**** EXTRACTED TEXT ****

Regarding claim 2, Olender teaches the apparatus of claim 1, the instructions when executed by the processor further cause the processor to cause the graphical user interface to be displayed on a display coupled to the computing device (Olender Fig. 14: 1416 & ¶¶0061 discussed above).
Regarding claim 3, Olender teaches the apparatus of claim 1, the instructions when executed by the processor further cause the processor to:
generate, via a machine learning (ML) model, a second series of intravascular images of the vessel of the patient, the second series of intravascular images of the second imaging modality (Olender Fig. 14: 1406, 1408 & ¶¶0060-¶¶0061 discussed above; Olender ¶¶0051: “The generated images and labels may then be fed as an input into a computational or numerical model (e.g., a machine learning model) to train, test, validate, and/or otherwise optimize the model or image-processing method/technique”); and
generate, via the ML model, the image features of the second imaging modality from the first series of intravascular images (Olender ¶¶0061: “A fused image 1414 may facilitate the interpretation of imaging data through consolidation of disparate datasets into a single coherent dataset … the fused image is generated using information such as the tissue characterization confidence of corresponding classification map(s) at each point and the selected classes with the highest degree of confidence are all from the same classification map”).

****

- **WHAT YOU WILL DO**:
Reproduce verbatim the portion of the Olender claim analysis that begins at the words "Regarding claim 2, Olender" and stops after "1416 & ¶¶0061 discussed above).". The material below the text was drawn from a separate source.

**** MATERIAL PROVIDED ****

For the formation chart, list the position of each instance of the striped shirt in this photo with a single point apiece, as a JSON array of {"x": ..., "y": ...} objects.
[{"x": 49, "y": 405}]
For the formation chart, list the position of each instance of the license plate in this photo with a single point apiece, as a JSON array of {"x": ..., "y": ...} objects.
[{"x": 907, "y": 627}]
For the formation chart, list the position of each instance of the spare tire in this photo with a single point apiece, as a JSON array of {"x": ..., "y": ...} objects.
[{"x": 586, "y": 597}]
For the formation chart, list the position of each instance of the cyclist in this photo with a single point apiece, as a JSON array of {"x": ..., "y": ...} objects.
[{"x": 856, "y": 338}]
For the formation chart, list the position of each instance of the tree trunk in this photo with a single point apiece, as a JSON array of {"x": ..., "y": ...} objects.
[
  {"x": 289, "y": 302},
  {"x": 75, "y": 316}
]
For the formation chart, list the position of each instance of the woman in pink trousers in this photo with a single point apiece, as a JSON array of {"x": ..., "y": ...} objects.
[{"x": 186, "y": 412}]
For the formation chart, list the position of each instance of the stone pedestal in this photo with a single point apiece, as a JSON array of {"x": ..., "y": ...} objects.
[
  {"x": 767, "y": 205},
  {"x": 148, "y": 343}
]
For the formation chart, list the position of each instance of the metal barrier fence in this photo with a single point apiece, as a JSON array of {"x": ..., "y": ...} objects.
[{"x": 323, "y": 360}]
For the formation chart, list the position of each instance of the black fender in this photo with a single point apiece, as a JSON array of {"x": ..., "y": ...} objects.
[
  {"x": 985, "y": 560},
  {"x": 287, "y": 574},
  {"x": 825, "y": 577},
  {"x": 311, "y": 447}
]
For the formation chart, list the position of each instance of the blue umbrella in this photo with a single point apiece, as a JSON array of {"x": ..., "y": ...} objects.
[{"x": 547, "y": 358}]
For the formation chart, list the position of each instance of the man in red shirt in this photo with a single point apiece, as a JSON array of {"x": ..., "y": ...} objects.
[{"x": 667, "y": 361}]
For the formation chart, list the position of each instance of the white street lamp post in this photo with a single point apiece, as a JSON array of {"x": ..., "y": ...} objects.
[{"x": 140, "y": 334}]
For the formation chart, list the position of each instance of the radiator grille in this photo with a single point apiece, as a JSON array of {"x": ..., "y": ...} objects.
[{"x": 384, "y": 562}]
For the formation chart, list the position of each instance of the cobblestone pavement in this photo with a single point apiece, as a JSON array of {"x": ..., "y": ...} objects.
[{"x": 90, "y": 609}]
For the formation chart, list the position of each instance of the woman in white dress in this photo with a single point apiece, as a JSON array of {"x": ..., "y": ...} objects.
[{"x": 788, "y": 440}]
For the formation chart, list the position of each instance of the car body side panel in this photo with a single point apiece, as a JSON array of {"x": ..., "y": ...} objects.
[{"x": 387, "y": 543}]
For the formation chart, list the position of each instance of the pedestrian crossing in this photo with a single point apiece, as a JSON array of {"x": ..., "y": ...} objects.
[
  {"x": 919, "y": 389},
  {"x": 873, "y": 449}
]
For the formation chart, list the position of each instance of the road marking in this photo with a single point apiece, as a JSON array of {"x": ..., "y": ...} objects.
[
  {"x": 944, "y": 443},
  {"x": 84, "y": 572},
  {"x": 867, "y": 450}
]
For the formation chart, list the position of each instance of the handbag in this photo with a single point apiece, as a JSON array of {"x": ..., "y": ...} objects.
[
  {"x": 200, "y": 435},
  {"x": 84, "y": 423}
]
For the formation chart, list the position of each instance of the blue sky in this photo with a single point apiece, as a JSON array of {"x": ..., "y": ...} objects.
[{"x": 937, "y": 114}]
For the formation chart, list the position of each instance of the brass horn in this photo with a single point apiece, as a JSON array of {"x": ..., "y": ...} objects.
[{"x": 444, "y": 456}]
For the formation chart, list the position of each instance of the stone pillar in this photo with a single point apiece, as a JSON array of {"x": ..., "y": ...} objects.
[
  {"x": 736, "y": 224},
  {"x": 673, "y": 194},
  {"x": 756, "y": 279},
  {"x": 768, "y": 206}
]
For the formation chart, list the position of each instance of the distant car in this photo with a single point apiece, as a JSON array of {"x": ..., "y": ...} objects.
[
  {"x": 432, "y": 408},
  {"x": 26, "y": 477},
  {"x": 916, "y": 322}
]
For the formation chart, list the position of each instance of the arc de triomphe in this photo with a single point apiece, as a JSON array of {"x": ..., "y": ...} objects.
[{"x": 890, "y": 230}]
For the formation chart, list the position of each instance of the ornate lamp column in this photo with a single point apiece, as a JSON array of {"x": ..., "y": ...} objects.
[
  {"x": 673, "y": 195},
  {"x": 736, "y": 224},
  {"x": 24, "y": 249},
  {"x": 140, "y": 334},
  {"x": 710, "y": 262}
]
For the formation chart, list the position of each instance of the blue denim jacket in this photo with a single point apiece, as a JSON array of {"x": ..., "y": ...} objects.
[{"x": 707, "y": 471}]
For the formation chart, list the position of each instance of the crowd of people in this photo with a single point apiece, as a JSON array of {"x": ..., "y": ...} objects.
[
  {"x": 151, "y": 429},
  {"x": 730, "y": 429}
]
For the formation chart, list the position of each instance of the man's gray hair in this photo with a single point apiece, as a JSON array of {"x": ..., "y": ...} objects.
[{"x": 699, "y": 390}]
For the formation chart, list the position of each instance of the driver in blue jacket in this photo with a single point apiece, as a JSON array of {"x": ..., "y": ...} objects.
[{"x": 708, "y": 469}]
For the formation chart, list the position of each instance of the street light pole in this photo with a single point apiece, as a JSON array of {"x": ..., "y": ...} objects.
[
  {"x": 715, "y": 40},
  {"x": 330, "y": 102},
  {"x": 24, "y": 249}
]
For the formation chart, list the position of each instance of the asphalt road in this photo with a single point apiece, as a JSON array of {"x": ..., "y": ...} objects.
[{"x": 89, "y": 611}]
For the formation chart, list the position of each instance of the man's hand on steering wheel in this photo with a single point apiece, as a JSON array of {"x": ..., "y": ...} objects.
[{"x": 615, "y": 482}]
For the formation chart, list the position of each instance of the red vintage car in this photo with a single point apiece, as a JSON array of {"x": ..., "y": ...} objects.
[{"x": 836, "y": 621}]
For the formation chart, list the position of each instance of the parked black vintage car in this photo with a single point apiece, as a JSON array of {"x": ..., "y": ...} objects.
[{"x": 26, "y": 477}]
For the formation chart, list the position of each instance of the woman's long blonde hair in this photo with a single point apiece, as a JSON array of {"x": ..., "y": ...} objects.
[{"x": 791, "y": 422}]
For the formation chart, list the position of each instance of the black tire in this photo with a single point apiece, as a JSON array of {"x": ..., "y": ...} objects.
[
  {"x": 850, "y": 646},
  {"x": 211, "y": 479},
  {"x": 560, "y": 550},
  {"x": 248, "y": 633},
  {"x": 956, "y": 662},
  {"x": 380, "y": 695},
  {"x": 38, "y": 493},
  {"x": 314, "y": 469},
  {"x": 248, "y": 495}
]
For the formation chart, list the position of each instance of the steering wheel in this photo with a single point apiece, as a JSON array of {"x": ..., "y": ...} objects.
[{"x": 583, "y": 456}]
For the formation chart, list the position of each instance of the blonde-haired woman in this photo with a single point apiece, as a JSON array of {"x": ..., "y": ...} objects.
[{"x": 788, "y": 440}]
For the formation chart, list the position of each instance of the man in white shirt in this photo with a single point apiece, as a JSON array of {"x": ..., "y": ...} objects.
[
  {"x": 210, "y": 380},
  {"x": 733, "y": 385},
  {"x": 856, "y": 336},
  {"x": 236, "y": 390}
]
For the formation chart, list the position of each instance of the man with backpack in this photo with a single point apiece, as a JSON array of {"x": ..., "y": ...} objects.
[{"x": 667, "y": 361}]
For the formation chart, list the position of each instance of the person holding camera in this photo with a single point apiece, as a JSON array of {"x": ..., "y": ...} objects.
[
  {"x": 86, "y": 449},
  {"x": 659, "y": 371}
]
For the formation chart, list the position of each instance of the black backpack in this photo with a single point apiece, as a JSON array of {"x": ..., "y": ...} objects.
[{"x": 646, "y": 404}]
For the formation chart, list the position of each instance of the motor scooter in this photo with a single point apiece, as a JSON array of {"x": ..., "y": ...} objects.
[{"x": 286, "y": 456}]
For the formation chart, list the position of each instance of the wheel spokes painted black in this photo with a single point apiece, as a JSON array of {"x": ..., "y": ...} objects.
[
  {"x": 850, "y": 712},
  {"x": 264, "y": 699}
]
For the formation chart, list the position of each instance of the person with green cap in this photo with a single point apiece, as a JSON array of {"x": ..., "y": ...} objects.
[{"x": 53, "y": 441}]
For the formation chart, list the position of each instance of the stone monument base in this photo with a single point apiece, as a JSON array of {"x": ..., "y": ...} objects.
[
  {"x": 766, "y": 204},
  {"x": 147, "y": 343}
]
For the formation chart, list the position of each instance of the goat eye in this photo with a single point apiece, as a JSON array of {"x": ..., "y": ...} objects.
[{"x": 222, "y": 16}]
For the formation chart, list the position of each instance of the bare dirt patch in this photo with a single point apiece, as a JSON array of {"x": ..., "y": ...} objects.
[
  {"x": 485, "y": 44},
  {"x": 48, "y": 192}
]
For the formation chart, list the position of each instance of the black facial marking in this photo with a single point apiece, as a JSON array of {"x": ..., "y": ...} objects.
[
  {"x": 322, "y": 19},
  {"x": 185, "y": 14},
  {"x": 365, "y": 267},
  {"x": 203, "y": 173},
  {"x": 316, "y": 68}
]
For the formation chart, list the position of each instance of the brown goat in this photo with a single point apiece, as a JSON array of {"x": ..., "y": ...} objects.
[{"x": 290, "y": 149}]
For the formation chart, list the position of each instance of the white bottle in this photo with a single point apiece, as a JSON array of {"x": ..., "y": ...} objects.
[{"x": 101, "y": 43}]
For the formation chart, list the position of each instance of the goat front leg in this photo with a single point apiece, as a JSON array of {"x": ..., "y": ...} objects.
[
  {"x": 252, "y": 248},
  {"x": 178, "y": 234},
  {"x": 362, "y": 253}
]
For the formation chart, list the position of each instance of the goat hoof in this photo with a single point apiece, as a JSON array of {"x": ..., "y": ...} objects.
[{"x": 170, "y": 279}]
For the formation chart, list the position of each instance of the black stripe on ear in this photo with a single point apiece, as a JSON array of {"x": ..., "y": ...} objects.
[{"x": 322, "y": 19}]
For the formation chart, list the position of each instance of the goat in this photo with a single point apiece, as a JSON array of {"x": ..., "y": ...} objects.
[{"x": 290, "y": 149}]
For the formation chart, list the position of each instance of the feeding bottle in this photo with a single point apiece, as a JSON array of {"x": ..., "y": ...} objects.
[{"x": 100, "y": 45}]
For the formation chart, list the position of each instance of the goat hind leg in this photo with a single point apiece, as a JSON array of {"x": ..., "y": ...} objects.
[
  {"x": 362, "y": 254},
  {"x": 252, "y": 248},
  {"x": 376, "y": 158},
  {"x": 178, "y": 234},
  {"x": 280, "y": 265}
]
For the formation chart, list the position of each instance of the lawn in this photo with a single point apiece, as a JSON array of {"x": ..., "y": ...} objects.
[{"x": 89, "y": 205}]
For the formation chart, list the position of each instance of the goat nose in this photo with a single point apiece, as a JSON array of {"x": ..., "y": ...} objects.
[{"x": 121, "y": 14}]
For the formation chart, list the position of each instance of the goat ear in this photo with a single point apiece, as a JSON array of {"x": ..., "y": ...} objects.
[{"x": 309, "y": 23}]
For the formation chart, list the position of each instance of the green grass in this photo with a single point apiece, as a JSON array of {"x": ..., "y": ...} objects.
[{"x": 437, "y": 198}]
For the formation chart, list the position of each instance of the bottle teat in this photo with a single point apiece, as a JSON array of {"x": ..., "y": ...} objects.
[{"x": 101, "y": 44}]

****

- **ANSWER AREA**:
Regarding claim 2, Olender teaches the apparatus of claim 1, the instructions when executed by the processor further cause the processor to cause the graphical user interface to be displayed on a display coupled to the computing device (Olender Fig. 14: 1416 & ¶¶0061 discussed above).